OBJECTIVE =>
Please pull out every line in the data below that contains the word "street". Case counts, so match uppercase and lowercase letters precisely.

GIVEN DATA =>

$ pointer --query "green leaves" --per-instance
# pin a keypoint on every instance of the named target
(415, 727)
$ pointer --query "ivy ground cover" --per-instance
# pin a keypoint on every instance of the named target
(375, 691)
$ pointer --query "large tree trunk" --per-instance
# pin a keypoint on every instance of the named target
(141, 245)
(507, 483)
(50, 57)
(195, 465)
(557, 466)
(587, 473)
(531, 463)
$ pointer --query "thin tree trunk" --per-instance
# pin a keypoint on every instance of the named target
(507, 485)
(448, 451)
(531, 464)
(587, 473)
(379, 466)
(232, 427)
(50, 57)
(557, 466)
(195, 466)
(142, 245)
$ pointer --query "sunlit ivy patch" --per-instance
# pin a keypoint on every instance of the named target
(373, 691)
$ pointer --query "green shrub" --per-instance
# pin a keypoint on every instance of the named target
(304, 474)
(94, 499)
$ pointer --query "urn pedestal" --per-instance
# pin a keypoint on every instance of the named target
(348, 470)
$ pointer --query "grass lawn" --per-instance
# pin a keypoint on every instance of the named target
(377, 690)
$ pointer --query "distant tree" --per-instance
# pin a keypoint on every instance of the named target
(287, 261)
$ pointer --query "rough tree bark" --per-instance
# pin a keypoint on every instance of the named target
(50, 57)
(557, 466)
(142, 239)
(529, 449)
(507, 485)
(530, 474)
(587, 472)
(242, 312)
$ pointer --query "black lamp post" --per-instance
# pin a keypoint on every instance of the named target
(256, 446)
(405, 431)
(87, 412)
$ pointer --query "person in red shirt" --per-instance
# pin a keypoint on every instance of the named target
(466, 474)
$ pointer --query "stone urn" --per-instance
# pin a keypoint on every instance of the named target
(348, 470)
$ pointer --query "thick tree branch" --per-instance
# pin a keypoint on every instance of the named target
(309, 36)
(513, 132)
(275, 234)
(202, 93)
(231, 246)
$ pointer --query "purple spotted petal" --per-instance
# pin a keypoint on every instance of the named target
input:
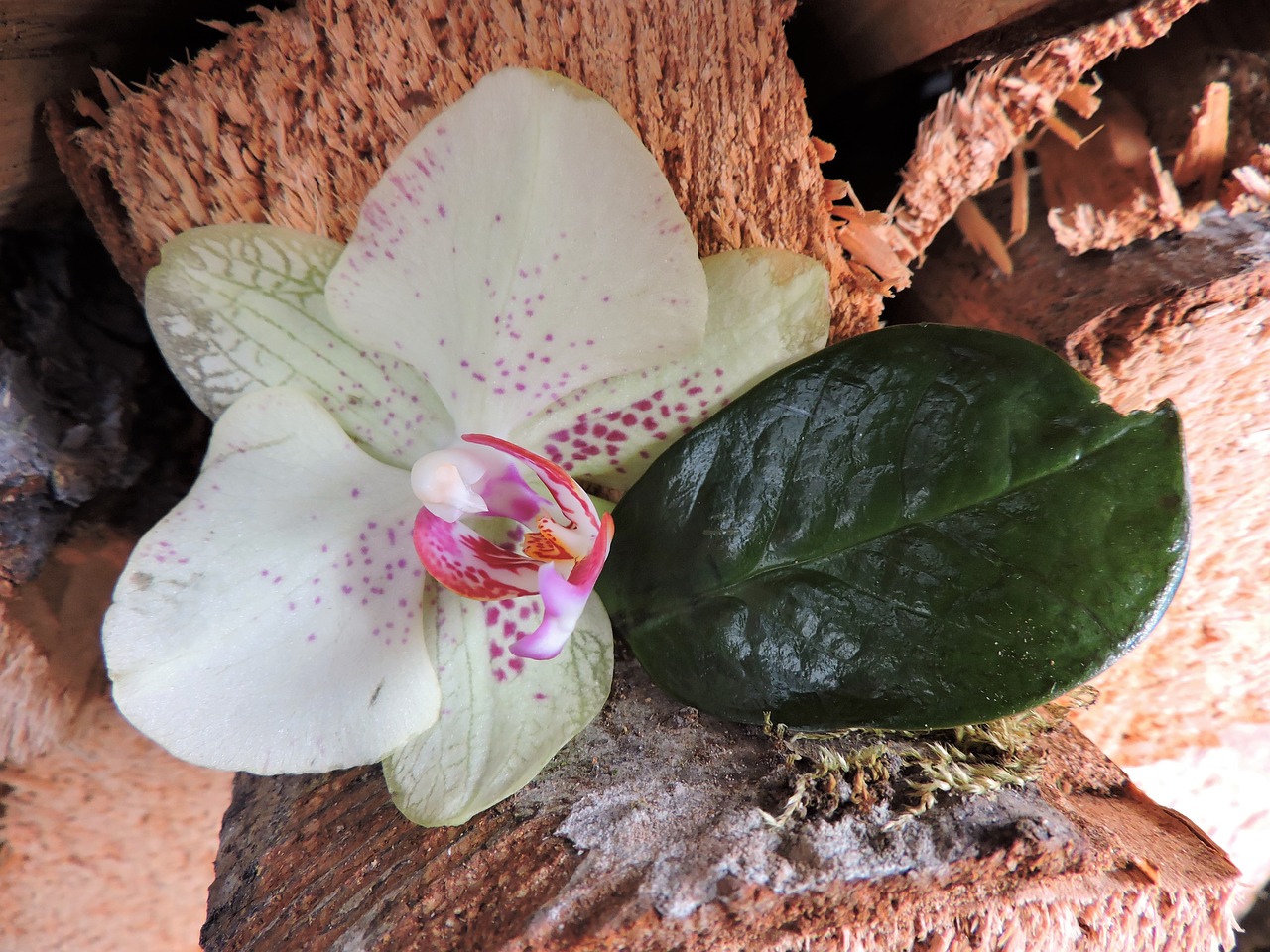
(272, 621)
(513, 268)
(767, 308)
(502, 717)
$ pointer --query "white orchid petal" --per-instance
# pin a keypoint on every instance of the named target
(502, 717)
(767, 309)
(524, 244)
(272, 621)
(239, 307)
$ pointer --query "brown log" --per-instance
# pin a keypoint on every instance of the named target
(289, 122)
(1184, 320)
(107, 843)
(961, 145)
(647, 835)
(878, 37)
(49, 49)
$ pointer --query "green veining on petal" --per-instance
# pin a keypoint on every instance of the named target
(243, 306)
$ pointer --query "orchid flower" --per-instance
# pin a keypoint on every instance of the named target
(386, 555)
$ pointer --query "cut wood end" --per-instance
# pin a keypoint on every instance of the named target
(108, 843)
(1082, 98)
(960, 146)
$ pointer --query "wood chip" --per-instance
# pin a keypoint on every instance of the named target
(982, 236)
(1203, 158)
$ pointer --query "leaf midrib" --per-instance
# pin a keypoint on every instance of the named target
(1128, 425)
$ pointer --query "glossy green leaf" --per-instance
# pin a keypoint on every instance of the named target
(917, 529)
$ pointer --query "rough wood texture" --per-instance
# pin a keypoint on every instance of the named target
(881, 36)
(659, 844)
(971, 131)
(647, 833)
(1185, 320)
(107, 843)
(75, 363)
(291, 122)
(50, 644)
(49, 49)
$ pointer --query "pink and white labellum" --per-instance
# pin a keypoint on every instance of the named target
(563, 540)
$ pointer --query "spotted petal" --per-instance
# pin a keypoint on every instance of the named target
(524, 244)
(767, 308)
(238, 307)
(272, 621)
(502, 717)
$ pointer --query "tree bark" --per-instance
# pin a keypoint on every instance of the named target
(1180, 320)
(645, 833)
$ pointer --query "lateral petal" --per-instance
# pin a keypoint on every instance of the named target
(767, 309)
(272, 621)
(239, 307)
(502, 717)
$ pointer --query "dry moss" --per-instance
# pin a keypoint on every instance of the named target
(861, 769)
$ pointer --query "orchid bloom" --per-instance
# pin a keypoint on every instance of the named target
(386, 555)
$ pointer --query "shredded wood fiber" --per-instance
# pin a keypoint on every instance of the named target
(961, 145)
(293, 119)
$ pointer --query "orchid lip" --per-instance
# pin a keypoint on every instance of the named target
(563, 539)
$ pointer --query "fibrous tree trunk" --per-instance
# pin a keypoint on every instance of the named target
(647, 832)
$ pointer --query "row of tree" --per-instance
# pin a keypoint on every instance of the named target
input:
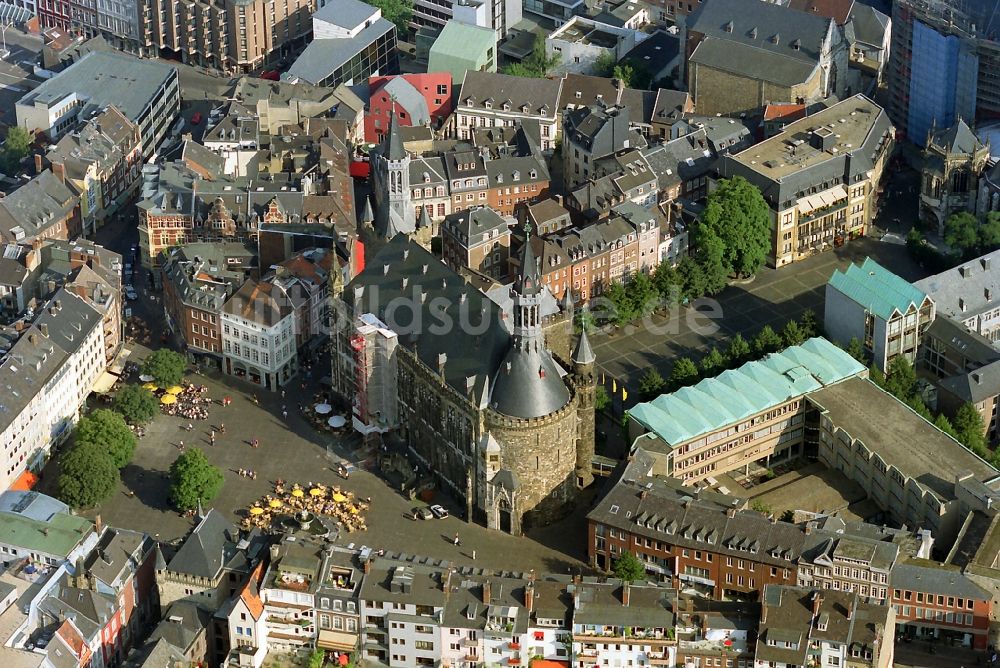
(686, 371)
(103, 444)
(731, 239)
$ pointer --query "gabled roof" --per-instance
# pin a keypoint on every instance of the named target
(739, 393)
(877, 289)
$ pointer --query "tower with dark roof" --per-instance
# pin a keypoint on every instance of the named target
(394, 210)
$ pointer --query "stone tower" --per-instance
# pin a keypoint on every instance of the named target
(394, 210)
(586, 387)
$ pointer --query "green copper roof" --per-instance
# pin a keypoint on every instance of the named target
(737, 394)
(58, 536)
(877, 289)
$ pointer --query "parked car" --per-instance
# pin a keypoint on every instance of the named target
(422, 514)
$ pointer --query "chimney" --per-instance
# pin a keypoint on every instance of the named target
(817, 603)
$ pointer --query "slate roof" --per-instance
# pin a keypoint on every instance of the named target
(468, 355)
(903, 439)
(965, 296)
(664, 509)
(322, 57)
(957, 139)
(930, 577)
(540, 95)
(103, 78)
(34, 207)
(749, 61)
(877, 289)
(739, 393)
(208, 548)
(755, 24)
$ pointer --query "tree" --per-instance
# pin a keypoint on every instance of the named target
(87, 476)
(136, 404)
(683, 373)
(709, 253)
(628, 567)
(692, 278)
(901, 379)
(604, 65)
(651, 384)
(808, 324)
(767, 341)
(712, 363)
(989, 232)
(193, 477)
(601, 399)
(398, 11)
(961, 233)
(15, 148)
(968, 424)
(738, 351)
(856, 350)
(792, 334)
(108, 431)
(944, 424)
(165, 366)
(537, 64)
(738, 214)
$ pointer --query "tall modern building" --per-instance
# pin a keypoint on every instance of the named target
(944, 63)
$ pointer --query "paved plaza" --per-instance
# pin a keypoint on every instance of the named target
(295, 451)
(772, 298)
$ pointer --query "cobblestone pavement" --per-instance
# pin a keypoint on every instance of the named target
(294, 451)
(773, 297)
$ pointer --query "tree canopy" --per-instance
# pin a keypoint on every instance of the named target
(87, 476)
(165, 366)
(108, 431)
(398, 11)
(739, 216)
(194, 478)
(628, 567)
(136, 404)
(15, 148)
(536, 65)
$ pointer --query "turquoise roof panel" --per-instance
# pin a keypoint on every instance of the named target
(877, 289)
(740, 393)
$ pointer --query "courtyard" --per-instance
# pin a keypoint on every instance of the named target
(292, 450)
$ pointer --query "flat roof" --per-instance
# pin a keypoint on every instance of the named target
(902, 438)
(737, 394)
(849, 121)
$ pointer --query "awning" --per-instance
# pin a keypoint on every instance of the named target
(25, 482)
(345, 642)
(104, 384)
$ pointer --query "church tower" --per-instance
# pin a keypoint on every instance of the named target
(394, 210)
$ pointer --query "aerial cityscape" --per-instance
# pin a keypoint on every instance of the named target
(488, 333)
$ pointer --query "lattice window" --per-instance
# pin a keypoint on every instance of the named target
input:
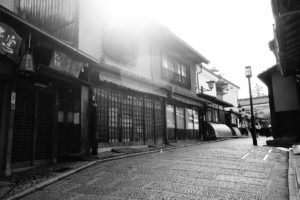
(102, 115)
(44, 126)
(159, 119)
(138, 118)
(127, 118)
(23, 125)
(114, 117)
(149, 119)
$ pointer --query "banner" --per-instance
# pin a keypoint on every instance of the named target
(61, 62)
(10, 42)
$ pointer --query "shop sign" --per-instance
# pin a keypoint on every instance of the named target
(10, 42)
(61, 62)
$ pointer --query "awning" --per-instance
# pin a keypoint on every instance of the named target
(219, 130)
(215, 100)
(288, 35)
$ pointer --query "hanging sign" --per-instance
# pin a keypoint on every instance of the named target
(61, 62)
(10, 42)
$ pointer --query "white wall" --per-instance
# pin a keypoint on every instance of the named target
(202, 78)
(232, 95)
(285, 93)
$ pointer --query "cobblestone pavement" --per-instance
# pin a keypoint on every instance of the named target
(231, 169)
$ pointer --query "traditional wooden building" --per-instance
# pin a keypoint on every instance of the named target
(45, 95)
(283, 79)
(221, 94)
(142, 83)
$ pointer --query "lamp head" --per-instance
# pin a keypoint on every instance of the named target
(210, 84)
(248, 72)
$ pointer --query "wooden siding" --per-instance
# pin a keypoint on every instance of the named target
(60, 18)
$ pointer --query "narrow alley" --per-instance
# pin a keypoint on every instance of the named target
(230, 169)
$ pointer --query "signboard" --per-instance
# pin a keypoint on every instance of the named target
(61, 62)
(10, 42)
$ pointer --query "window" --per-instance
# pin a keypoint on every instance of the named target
(175, 71)
(180, 117)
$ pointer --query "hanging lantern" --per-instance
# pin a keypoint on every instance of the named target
(27, 64)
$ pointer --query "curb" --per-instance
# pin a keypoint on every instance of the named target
(293, 178)
(71, 172)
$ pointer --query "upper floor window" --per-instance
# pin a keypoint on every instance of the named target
(175, 72)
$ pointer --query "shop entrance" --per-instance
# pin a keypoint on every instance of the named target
(33, 127)
(68, 118)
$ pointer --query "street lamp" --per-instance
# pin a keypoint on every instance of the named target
(210, 86)
(248, 74)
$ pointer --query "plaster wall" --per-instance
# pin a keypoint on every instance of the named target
(97, 22)
(232, 95)
(202, 78)
(285, 93)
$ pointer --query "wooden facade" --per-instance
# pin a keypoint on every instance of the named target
(59, 18)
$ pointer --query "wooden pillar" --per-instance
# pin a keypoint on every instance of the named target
(12, 107)
(84, 119)
(5, 99)
(165, 124)
(184, 122)
(175, 122)
(144, 119)
(55, 129)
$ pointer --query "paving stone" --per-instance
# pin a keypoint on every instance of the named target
(62, 186)
(155, 177)
(177, 188)
(249, 188)
(174, 196)
(242, 179)
(256, 175)
(131, 184)
(129, 193)
(88, 189)
(50, 195)
(81, 179)
(96, 197)
(192, 174)
(232, 172)
(245, 196)
(216, 194)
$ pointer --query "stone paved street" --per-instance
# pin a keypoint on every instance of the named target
(231, 169)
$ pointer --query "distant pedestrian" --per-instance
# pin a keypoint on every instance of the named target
(244, 128)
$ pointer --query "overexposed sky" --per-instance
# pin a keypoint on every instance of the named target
(231, 34)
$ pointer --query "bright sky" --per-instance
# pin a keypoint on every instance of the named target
(231, 34)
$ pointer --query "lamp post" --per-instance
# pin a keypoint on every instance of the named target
(210, 86)
(248, 74)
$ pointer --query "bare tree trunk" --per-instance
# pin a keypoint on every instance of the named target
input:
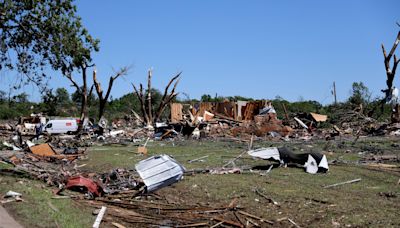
(149, 105)
(103, 99)
(390, 74)
(146, 107)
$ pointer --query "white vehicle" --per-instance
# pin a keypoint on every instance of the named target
(61, 126)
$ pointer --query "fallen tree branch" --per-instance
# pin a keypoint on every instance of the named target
(342, 183)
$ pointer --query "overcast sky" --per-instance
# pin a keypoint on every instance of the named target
(259, 49)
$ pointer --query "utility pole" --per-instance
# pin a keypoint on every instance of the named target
(334, 92)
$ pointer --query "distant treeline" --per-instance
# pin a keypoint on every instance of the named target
(60, 103)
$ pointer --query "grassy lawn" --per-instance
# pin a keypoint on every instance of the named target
(300, 196)
(39, 209)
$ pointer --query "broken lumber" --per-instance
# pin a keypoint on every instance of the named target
(96, 223)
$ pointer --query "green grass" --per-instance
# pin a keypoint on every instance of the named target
(300, 195)
(35, 211)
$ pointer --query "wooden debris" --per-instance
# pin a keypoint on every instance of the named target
(96, 223)
(265, 197)
(256, 217)
(232, 223)
(291, 221)
(342, 183)
(194, 225)
(117, 225)
(197, 159)
(52, 206)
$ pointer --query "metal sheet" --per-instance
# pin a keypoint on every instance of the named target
(266, 153)
(159, 171)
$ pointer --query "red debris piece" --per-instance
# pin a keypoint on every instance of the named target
(82, 184)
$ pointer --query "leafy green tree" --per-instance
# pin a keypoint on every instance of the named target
(41, 33)
(21, 98)
(3, 97)
(63, 96)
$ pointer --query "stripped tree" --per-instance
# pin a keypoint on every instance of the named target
(103, 98)
(150, 116)
(390, 73)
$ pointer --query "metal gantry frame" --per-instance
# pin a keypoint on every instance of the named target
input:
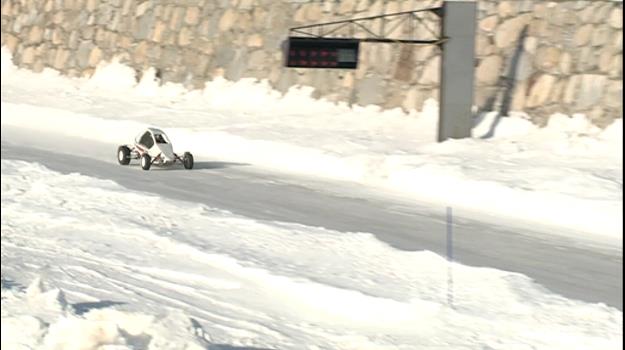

TASK RESPONSE =>
$ pointer --query "street lamp" --per-instance
$ pointer --query "stone paved street" --per-instance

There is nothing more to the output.